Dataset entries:
____________________
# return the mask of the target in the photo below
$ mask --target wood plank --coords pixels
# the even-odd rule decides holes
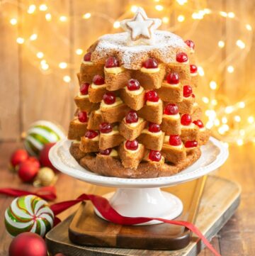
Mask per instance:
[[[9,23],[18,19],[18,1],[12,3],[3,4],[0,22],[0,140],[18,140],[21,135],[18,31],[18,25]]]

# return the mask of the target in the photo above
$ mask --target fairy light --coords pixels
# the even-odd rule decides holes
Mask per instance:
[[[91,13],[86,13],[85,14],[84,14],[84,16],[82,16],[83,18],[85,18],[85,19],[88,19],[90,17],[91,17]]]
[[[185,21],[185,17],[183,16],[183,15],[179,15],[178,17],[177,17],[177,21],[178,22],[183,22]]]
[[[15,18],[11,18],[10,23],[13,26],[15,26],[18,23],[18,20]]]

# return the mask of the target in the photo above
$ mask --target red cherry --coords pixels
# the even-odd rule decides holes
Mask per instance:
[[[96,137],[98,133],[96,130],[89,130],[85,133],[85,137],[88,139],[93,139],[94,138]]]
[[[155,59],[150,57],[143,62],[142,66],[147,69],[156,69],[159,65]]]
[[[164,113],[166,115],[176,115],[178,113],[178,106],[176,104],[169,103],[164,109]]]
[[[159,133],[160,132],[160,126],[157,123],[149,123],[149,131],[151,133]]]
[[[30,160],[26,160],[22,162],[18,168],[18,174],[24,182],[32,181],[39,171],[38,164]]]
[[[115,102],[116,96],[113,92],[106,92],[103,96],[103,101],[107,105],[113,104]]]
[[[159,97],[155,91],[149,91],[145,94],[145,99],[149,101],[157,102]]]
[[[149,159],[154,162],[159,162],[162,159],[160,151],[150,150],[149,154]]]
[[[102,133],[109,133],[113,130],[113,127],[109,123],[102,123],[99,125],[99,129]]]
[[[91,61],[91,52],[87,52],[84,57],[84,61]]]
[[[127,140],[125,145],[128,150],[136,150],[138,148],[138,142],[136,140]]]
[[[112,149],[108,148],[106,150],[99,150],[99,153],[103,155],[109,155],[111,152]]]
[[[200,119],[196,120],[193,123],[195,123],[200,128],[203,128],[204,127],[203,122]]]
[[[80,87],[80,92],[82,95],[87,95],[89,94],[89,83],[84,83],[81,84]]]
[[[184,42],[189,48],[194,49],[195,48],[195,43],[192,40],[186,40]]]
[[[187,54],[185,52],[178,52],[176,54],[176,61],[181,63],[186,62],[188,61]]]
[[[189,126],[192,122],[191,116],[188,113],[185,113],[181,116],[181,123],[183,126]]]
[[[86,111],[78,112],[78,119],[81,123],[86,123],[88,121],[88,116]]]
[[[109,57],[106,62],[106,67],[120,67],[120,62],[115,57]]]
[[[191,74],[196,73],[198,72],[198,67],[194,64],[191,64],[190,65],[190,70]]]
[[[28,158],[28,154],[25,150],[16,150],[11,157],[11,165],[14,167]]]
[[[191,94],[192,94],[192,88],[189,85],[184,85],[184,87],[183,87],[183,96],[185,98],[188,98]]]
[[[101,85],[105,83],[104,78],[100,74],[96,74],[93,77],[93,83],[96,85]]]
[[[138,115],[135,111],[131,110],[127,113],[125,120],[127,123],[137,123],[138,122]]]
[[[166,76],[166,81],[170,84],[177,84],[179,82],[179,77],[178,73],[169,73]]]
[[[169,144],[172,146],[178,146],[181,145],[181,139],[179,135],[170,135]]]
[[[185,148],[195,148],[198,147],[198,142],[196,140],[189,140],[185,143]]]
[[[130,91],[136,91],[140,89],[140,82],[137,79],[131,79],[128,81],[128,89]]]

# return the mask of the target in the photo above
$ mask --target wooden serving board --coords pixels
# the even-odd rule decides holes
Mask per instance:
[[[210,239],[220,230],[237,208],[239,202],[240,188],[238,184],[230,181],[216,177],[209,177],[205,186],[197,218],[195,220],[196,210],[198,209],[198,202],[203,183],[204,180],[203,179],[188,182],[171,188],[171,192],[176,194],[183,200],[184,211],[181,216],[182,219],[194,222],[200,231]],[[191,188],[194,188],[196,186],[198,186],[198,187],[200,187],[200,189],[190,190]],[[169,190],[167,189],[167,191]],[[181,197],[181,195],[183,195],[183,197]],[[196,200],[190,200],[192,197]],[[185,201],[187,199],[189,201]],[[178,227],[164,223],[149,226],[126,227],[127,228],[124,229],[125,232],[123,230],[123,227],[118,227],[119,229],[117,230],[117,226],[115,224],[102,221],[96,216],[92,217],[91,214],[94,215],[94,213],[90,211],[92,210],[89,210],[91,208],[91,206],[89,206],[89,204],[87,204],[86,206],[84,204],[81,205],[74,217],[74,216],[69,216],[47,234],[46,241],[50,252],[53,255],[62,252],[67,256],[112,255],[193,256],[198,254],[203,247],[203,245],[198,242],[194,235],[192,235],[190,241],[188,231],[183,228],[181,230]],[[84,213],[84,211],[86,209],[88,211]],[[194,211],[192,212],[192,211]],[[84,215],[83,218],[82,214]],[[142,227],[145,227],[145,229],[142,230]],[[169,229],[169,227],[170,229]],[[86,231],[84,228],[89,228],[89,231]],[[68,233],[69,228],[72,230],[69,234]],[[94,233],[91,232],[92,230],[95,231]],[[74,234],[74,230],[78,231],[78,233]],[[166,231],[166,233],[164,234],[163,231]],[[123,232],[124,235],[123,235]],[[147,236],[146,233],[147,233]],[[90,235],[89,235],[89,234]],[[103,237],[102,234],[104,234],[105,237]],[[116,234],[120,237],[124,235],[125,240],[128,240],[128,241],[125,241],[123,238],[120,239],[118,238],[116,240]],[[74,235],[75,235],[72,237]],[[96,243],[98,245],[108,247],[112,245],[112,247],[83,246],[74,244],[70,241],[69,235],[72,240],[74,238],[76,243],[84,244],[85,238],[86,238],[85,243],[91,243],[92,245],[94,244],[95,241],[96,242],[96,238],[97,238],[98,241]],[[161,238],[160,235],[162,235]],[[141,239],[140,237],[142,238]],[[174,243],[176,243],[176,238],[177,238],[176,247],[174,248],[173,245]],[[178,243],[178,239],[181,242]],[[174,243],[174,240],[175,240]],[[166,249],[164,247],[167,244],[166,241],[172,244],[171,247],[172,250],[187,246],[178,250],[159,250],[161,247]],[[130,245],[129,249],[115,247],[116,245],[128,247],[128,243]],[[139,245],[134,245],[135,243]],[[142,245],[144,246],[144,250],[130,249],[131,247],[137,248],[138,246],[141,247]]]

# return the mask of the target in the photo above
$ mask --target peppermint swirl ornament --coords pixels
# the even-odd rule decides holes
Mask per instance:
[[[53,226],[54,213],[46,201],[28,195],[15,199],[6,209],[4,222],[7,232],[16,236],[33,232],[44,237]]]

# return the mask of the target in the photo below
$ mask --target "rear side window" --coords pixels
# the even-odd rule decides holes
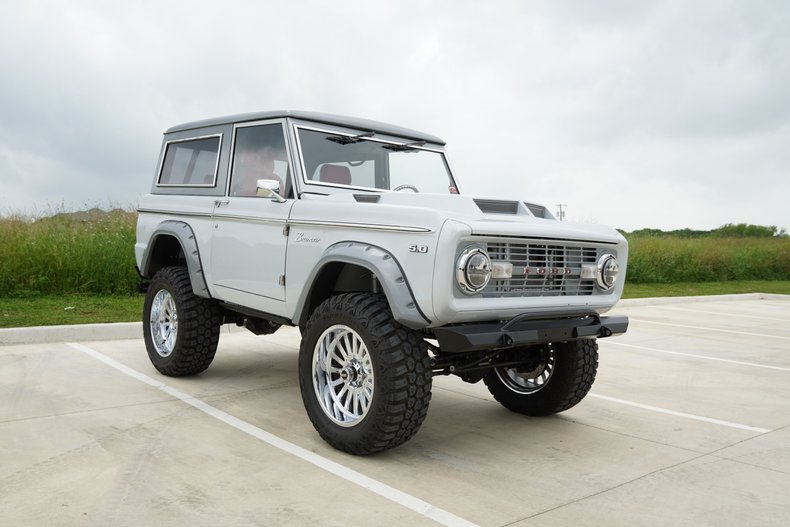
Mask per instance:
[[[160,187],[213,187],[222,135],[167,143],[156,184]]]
____________________
Aim of the exercise: Please rewrite the material above, swapping every "even-odd rule" for "nonzero winding rule" and changing nothing else. Leave the pictures out of your copy.

Response for this exercise:
# return the mask of the target in the photo below
$ mask --target wood plank --coords pixels
# the nonzero winding rule decides holes
Mask per instance:
[[[9,23],[18,19],[18,1],[12,3],[3,4],[0,22],[0,140],[18,140],[21,135],[18,31],[18,25]]]

# return the mask of the target in the photo above
$ mask --target fairy light --coords pixels
# the nonzero winding rule decides holes
Mask per instance:
[[[91,13],[86,13],[85,14],[84,14],[84,16],[82,16],[83,18],[85,18],[85,19],[88,19],[90,17],[91,17]]]
[[[185,21],[185,17],[183,16],[183,15],[179,15],[178,17],[177,17],[177,21],[178,22],[183,22]]]
[[[15,18],[11,18],[10,23],[13,26],[15,26],[18,23],[18,20]]]

# return the mask of the target in the photo above
$ mask --target red cherry --coords pixels
# the nonzero winding rule decides holes
Mask per instance:
[[[96,137],[98,133],[96,130],[89,130],[85,133],[85,137],[88,139],[93,139],[94,138]]]
[[[155,59],[150,57],[143,62],[142,66],[147,69],[156,69],[159,65]]]
[[[164,113],[166,115],[176,115],[178,113],[178,106],[176,104],[169,103],[164,109]]]
[[[159,133],[160,132],[160,126],[157,123],[149,123],[149,131],[151,133]]]
[[[30,160],[26,160],[22,162],[18,168],[18,174],[24,182],[32,181],[39,171],[38,164]]]
[[[115,102],[116,96],[113,92],[106,92],[103,96],[103,101],[107,105],[113,104]]]
[[[159,97],[155,91],[149,91],[145,94],[145,99],[149,101],[157,102]]]
[[[149,159],[154,162],[159,162],[162,159],[160,151],[150,150],[149,154]]]
[[[102,133],[109,133],[113,130],[113,127],[109,123],[102,123],[99,125],[99,129]]]
[[[91,61],[91,52],[87,52],[84,57],[84,61]]]
[[[127,140],[125,145],[128,150],[136,150],[138,148],[138,142],[136,140]]]
[[[112,149],[108,148],[106,150],[99,150],[99,153],[103,155],[109,155],[111,152]]]
[[[200,119],[196,120],[193,123],[195,123],[200,128],[203,128],[204,127],[203,122]]]
[[[80,87],[80,92],[82,95],[87,95],[89,94],[89,83],[84,83],[81,84]]]
[[[184,42],[189,48],[194,49],[195,48],[195,43],[192,40],[186,40]]]
[[[187,54],[185,52],[178,52],[176,54],[176,61],[181,63],[186,62],[188,61]]]
[[[189,126],[192,122],[191,116],[188,113],[185,113],[181,116],[181,123],[183,126]]]
[[[86,111],[78,112],[78,119],[81,123],[86,123],[88,121],[88,116]]]
[[[109,57],[106,62],[106,67],[120,67],[120,62],[115,57]]]
[[[191,74],[196,73],[198,72],[198,67],[194,64],[191,64],[190,65],[190,70]]]
[[[28,158],[28,154],[25,150],[16,150],[11,157],[11,165],[14,167]]]
[[[191,94],[192,94],[192,88],[189,85],[184,85],[184,87],[183,87],[183,96],[185,98],[188,98]]]
[[[101,85],[105,83],[104,78],[100,74],[96,74],[93,77],[93,83],[96,85]]]
[[[138,115],[135,111],[131,110],[127,113],[125,120],[127,123],[137,123],[138,122]]]
[[[166,76],[166,81],[170,84],[177,84],[179,82],[179,77],[178,73],[169,73]]]
[[[169,144],[172,146],[178,146],[181,145],[181,139],[179,135],[170,135]]]
[[[185,148],[195,148],[198,147],[198,142],[196,140],[189,140],[185,143]]]
[[[130,91],[136,91],[140,89],[140,82],[137,79],[131,79],[128,81],[128,89]]]

# return the mask of the target in the photo above
$ mask --target wooden serving board --coords pixels
# the nonzero winding rule decides holes
Mask per instance:
[[[210,239],[220,230],[237,208],[239,202],[240,188],[238,184],[230,181],[216,177],[209,177],[205,186],[197,218],[195,220],[196,210],[198,209],[198,202],[203,183],[204,180],[203,179],[188,182],[171,188],[171,192],[176,194],[183,200],[184,211],[181,216],[182,219],[194,222],[200,231]],[[191,188],[194,188],[196,186],[198,186],[198,187],[200,187],[200,189],[190,190]],[[169,190],[167,189],[167,191]],[[181,197],[181,195],[183,195],[183,197]],[[196,200],[190,200],[192,197]],[[185,201],[187,199],[189,201]],[[178,227],[164,223],[149,226],[126,227],[127,228],[124,229],[125,232],[123,230],[123,227],[118,227],[119,229],[117,230],[117,226],[115,224],[102,221],[96,216],[92,217],[91,214],[94,215],[94,213],[90,211],[92,210],[89,210],[91,208],[91,206],[89,206],[89,204],[87,204],[86,206],[84,204],[81,205],[74,217],[74,216],[69,216],[47,234],[46,241],[50,252],[53,255],[62,252],[67,256],[112,255],[193,256],[198,254],[203,247],[203,245],[198,242],[194,235],[192,235],[190,241],[188,231],[183,228],[181,230]],[[84,213],[84,211],[86,209],[88,211]],[[194,211],[192,212],[192,211]],[[84,215],[83,218],[82,214]],[[142,227],[145,227],[145,229],[142,230]],[[169,229],[169,227],[170,229]],[[86,231],[84,228],[89,228],[89,231]],[[68,233],[69,228],[72,230],[69,234]],[[94,233],[91,232],[92,230],[95,231]],[[74,234],[74,230],[78,231],[78,233]],[[166,231],[166,233],[164,234],[163,231]],[[123,232],[124,235],[123,235]],[[147,236],[146,233],[147,233]],[[90,235],[89,235],[89,234]],[[103,237],[102,234],[104,234],[105,237]],[[116,234],[120,237],[124,235],[125,240],[128,240],[128,241],[125,241],[123,238],[120,239],[118,238],[116,240]],[[74,235],[75,235],[72,237]],[[96,243],[98,245],[108,247],[112,245],[112,247],[83,246],[74,244],[70,241],[69,235],[72,240],[74,238],[76,243],[84,244],[85,238],[86,238],[85,243],[91,243],[92,245],[94,244],[95,241],[96,242],[96,238],[97,238],[98,241]],[[161,238],[160,235],[162,235]],[[141,239],[140,237],[142,238]],[[174,243],[176,243],[176,238],[177,238],[176,247],[174,248],[173,245]],[[178,243],[178,239],[181,242]],[[174,243],[174,240],[175,240]],[[166,249],[164,247],[167,244],[166,241],[172,244],[171,247],[172,250],[187,246],[178,250],[159,250],[161,247]],[[130,245],[129,249],[115,247],[116,245],[128,247],[128,243]],[[139,245],[134,245],[135,243]],[[142,245],[144,246],[144,250],[130,249],[131,247],[137,248],[138,246],[141,247]]]

# return the mask of the target in the photo above
$ mask --target peppermint swirl ornament --coords pixels
# the nonzero winding rule decides holes
Mask per instance:
[[[53,226],[54,213],[46,201],[28,195],[15,199],[6,209],[4,222],[7,232],[16,236],[33,232],[44,237]]]

# return the mask of the target in the photo below
$ mask --target "rear side window" --coords pixels
# the nonzero winding rule decides holes
Mask per instance:
[[[160,187],[213,187],[222,135],[167,143],[156,184]]]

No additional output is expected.